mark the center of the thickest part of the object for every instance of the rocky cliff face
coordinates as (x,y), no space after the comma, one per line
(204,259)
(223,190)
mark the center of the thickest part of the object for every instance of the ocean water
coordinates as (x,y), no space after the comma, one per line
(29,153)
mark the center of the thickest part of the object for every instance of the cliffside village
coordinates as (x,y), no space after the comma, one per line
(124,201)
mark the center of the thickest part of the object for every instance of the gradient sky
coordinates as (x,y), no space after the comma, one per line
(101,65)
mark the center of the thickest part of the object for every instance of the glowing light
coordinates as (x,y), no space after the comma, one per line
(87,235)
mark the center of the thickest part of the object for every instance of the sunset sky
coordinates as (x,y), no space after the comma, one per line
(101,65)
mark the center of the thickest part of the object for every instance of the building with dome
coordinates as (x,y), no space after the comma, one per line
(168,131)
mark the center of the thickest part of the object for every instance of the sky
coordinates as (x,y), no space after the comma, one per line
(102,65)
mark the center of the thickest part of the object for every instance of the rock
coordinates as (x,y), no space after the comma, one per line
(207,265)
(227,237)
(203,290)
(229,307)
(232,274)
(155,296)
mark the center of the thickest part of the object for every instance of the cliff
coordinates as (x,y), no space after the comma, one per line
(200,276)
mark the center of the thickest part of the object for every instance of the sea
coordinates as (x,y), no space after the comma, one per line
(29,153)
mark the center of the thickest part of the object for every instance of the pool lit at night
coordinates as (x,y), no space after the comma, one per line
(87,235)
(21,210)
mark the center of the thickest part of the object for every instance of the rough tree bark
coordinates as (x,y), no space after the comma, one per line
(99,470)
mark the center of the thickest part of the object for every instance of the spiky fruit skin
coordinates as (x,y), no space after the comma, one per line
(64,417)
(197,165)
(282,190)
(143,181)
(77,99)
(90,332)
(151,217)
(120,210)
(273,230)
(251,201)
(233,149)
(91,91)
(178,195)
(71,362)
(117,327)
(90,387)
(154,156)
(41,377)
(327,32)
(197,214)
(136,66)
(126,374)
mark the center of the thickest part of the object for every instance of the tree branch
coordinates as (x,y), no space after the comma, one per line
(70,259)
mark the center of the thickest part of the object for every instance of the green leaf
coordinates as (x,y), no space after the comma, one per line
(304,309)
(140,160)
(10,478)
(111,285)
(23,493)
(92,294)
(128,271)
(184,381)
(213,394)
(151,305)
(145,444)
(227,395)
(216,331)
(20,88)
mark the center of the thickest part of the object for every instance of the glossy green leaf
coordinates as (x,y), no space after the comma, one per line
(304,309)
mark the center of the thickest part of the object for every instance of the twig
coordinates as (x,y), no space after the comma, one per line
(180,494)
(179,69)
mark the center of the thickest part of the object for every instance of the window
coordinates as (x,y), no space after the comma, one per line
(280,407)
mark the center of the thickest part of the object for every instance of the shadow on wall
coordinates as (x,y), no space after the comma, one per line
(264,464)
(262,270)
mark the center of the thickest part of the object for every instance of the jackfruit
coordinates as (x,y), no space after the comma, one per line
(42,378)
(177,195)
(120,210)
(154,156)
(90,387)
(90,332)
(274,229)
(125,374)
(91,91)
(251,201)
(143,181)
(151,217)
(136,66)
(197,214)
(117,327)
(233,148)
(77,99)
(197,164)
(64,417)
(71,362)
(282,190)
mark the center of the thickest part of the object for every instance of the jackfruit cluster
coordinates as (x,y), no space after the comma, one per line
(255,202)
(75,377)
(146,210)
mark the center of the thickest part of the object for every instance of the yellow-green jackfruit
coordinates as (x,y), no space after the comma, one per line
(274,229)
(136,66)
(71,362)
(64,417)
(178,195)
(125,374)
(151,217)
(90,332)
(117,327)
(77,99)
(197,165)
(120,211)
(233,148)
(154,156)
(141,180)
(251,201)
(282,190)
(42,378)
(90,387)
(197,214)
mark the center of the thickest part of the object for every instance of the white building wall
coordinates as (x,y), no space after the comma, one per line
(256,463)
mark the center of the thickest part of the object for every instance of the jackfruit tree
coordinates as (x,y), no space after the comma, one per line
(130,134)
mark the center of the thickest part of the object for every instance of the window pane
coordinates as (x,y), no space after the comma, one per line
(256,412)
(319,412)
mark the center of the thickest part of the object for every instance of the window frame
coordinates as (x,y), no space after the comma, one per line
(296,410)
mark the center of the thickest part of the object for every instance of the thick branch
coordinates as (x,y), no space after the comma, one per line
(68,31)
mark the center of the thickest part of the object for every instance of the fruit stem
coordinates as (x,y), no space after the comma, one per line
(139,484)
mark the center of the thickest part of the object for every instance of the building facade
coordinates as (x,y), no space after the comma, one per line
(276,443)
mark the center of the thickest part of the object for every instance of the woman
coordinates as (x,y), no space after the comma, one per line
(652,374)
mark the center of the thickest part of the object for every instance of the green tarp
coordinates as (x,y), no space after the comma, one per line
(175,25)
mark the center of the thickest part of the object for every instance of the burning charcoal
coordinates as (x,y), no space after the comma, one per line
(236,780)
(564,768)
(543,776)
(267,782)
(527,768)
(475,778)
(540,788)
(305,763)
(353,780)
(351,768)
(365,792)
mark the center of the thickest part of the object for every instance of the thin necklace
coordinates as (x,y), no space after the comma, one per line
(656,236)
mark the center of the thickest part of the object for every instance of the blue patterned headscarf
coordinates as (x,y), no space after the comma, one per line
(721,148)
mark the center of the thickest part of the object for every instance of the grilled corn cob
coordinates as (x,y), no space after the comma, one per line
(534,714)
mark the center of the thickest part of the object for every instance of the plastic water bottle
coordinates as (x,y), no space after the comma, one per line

= = = = = = =

*Exercise brief*. Look above for the line containing "blue patterned headscarf", then transcribe it and all lines after it through the last, exactly and with nothing else.

*Final result*.
mark the center of the thickest part of the object for every instance of the blue patterned headscarf
coordinates as (x,y), no space after the comma, one per line
(721,148)
mark the center of the thickest part of the object for every instance of the grilled corn cob
coordinates as (x,y), no space after the comma, one per line
(534,714)
mark the center of the thickest part of the object for every instance of the plastic water bottle
coordinates as (x,y), no space after the comma, one per line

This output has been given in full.